* _Prompt_: The result should be an exact copy of every record, with no pictures kept.

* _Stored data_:
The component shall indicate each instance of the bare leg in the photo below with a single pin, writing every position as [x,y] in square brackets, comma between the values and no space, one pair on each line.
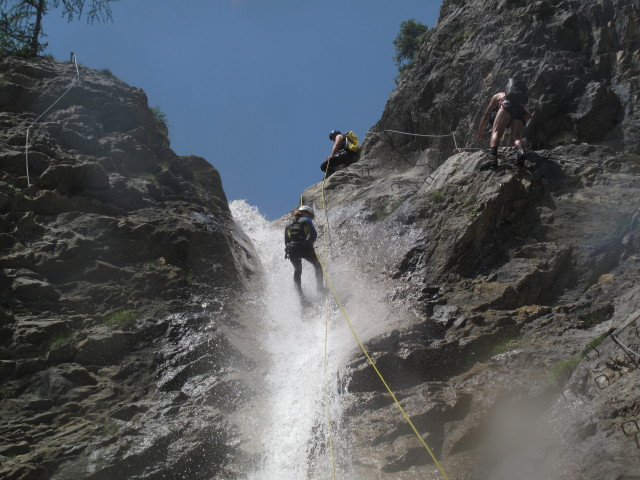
[516,132]
[502,121]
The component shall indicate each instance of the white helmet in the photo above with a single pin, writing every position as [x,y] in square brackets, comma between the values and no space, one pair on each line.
[304,208]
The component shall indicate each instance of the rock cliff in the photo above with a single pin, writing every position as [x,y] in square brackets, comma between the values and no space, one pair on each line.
[118,265]
[519,286]
[516,347]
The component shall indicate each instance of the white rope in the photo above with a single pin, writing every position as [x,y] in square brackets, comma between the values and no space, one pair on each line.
[413,134]
[26,145]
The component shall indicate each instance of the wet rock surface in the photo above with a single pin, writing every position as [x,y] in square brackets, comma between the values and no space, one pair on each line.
[520,352]
[116,272]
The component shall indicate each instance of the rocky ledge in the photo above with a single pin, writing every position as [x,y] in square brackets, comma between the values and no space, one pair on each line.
[117,266]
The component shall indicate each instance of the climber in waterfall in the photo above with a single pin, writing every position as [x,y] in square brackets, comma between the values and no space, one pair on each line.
[506,109]
[342,153]
[299,237]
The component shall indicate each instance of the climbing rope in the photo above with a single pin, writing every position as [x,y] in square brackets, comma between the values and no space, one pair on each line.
[26,145]
[362,347]
[373,365]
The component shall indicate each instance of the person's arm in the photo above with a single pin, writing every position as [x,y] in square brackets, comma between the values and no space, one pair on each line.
[313,234]
[485,117]
[336,144]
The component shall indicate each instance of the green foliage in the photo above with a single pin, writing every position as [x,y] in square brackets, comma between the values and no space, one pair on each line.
[506,345]
[457,40]
[407,43]
[160,117]
[21,21]
[123,320]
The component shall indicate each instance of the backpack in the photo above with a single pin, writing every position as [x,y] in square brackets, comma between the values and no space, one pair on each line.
[352,141]
[296,233]
[517,91]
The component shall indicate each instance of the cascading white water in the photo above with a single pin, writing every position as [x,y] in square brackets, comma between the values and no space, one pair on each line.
[299,390]
[299,397]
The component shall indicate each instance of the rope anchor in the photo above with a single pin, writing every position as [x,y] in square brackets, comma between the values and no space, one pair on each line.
[74,60]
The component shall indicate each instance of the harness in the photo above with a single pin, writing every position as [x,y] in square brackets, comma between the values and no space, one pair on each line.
[297,233]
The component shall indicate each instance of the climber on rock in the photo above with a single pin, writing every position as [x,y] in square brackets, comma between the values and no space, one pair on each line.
[506,109]
[343,153]
[299,237]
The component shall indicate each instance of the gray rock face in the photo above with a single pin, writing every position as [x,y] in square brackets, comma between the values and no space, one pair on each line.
[105,263]
[523,359]
[578,58]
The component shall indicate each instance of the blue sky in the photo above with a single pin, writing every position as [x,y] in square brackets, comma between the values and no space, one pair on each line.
[253,86]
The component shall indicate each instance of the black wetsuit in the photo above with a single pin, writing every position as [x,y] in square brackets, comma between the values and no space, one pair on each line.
[343,157]
[298,239]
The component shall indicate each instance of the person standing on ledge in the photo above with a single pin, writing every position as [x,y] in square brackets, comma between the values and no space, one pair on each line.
[506,109]
[299,237]
[341,156]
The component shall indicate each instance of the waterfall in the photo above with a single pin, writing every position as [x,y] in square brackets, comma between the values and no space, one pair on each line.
[299,399]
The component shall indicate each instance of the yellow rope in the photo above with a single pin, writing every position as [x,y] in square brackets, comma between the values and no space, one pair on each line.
[370,360]
[326,334]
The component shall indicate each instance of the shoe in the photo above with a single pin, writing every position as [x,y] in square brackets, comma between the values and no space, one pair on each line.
[492,163]
[521,155]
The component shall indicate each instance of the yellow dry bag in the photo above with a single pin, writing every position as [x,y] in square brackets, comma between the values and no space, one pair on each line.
[352,141]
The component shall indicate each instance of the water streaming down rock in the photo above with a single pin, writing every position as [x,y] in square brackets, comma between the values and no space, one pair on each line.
[301,394]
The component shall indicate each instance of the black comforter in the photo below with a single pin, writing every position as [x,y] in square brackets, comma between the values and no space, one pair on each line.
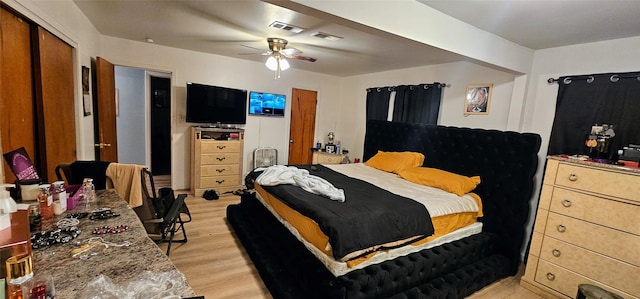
[369,216]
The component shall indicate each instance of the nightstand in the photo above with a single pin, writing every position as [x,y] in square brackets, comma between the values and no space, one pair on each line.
[327,158]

* _Reply to the exercise_:
The component shall indicate each instance of the bare leg in the photo below with a single pin, writing every position as [x,y] in square brackets, comma between the values and no space, one pair on each line.
[516,132]
[502,121]
The component shall indicate each instance of the white helmet in the photo above with a single pin, writing every position as [x,y] in square brackets, comma between the values and no space, one pair on each line.
[304,208]
The component shall indicate each instance of the rock cliff in the photo above with a single pin, writing every position as [x,y] in square brackets, comma between the values and no space, one pair on each line.
[118,265]
[519,286]
[516,347]
The component shall indicate each instance of the white rope in the photo above with a single pin, writing every position as [x,y] in square brackets, comma between the values and no space, one pair on each line.
[413,134]
[26,145]
The component shall indicate each instance of the wet rock surface in the photo above with a single pin, writing every position as [x,y] in square brackets, comma between the values and no space, one pair on each line.
[520,352]
[116,272]
The component shall indicate each instance of the rocky ledge in the photo above with a single pin, writing every position as [x,y] in square brackets, comma between the values and no space, one pair on each line.
[117,266]
The component shall indicate each instance of the climber in waterfall in the photo above with a single pin, writing every position as [x,y] in square brackets, comma between the values and no space, one pair on each line.
[506,109]
[342,153]
[299,237]
The component shall indicate each instance of the climbing rope in the photo above with a single pin, writing every position as [x,y] in square brackets, comma between the values and no space, one pair on each line.
[26,145]
[362,347]
[373,365]
The component shall indicate each instance of the person's arm in the photo above with a single pin, writing every position as [x,y] in square brackets, comma between the values and no space, one pair on each line.
[313,234]
[485,117]
[336,144]
The component shall indicate each instance of the green foliage in the photo above with a single pin, writing every position as [x,y] in square brackets, comma between the values and no space, one pair on each line.
[506,345]
[457,40]
[407,43]
[160,117]
[21,21]
[123,320]
The component shall indicate each instance of the backpack in the photo above with a single pin, writing every position as [x,y] in square brackets, comma between the values and no space, one pair on each line.
[352,141]
[296,233]
[517,91]
The component shall indicate each instance of the cascading white water in the photo above with a single pin, writing every position as [x,y] in square brackets, comma between the values and no space, one pair on each line.
[299,390]
[299,397]
The component shall indicate each instance of the rope anchor in the photo above with a single pin, writing every position as [x,y] in square brackets, comma between the values and no space, one pair on each line.
[74,60]
The component shall indicate each instance of the harness in the photo above with a single pin, writing every position as [x,y] in square brackets, comma between the values and no space, one pair on each line.
[297,233]
The component shall indicate each instance of the climber on rock in the photo above with a single pin, writing every position as [x,y] in square brackets, comma between the values and no space, one pair on each line.
[506,109]
[343,153]
[299,237]
The component shall indicate each instance of the gray rock face in the photo above with a single pin, writing every position as [x,y] in square brackets, comma between the values and no space, one pair on each line.
[105,263]
[523,359]
[578,58]
The component shall indicate each instance of the blue sky in the photo above with a single pin, writing every position as [x,y] in square brackets, comma between the values and no space, one pair on each line.
[253,86]
The component shall indicate each instance of the black wetsuit in the photo above with a single pin, writing every position as [x,y] in square brackets, comma between the values and no space, one pair on each line.
[343,157]
[298,239]
The component shall indicate each instance of the person standing on ledge in the photo above with a single pin, writing every position as [x,y] in square brackets, comma between the values and no space, one pair on each line.
[506,109]
[299,237]
[341,156]
The component shall indicate each instance of the waterfall in the photo above with a single pin, writing every position as [x,y] in square brackets, comma between the values and no space, one pair on each line.
[299,399]
The component shall indicate each instance of the yellow rope in the photo above with a single pin, writing every position as [x,y] in square brackets, comma between the values and no space, one pair on each line.
[370,360]
[326,334]
The component shall indicate each instance of the shoe in the photo above with a single pin, writing every position as [x,y] in square brackets, comma between the values and no space, one pair on each line.
[492,163]
[521,155]
The component shall indicate each instance of the yellow dry bag in the photo above with a single pin, writing every position as [x,y] in square brackets, comma between the values and no space, one pair on each line.
[352,141]
The component shall indicate each instance of the water streaming down rock in the photo above with a single pin, writing every position as [x,y] in square brackets, comma between the values and no space, one pair on each line.
[301,394]
The component shall indicate each instance of the black comforter in the photo below with a single pin, writing every position as [x,y] in square brackets, comma between the values and no space, one pair on each line.
[369,216]
The component shall indicate each instance of the nightstand in the photo above with a single pin, writing every position as [x,y] in square brackets, comma between the values and no space, one pair on each line.
[327,158]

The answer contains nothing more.